__Provided entries__
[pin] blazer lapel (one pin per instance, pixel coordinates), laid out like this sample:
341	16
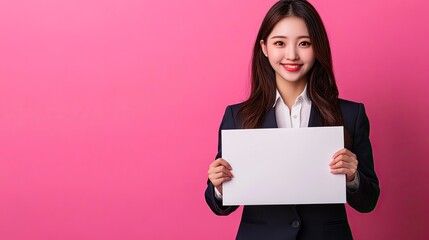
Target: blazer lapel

* * *

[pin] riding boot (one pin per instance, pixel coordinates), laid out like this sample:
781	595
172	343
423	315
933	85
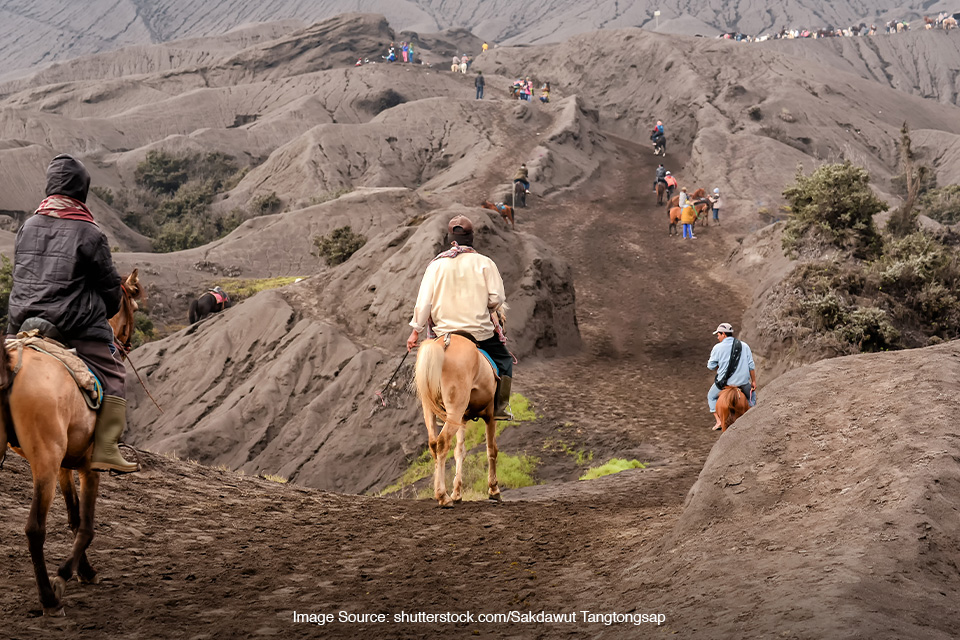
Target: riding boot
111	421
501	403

__To do__
Return each line of the preceding material in which "pixel" can be found.

__Expected output__
[pin] blazer lapel (one pin per instance, pixel coordinates), laid out like this sample:
[pin] riding boot (one pin per instance, pixel coordinates), laid out like this sample:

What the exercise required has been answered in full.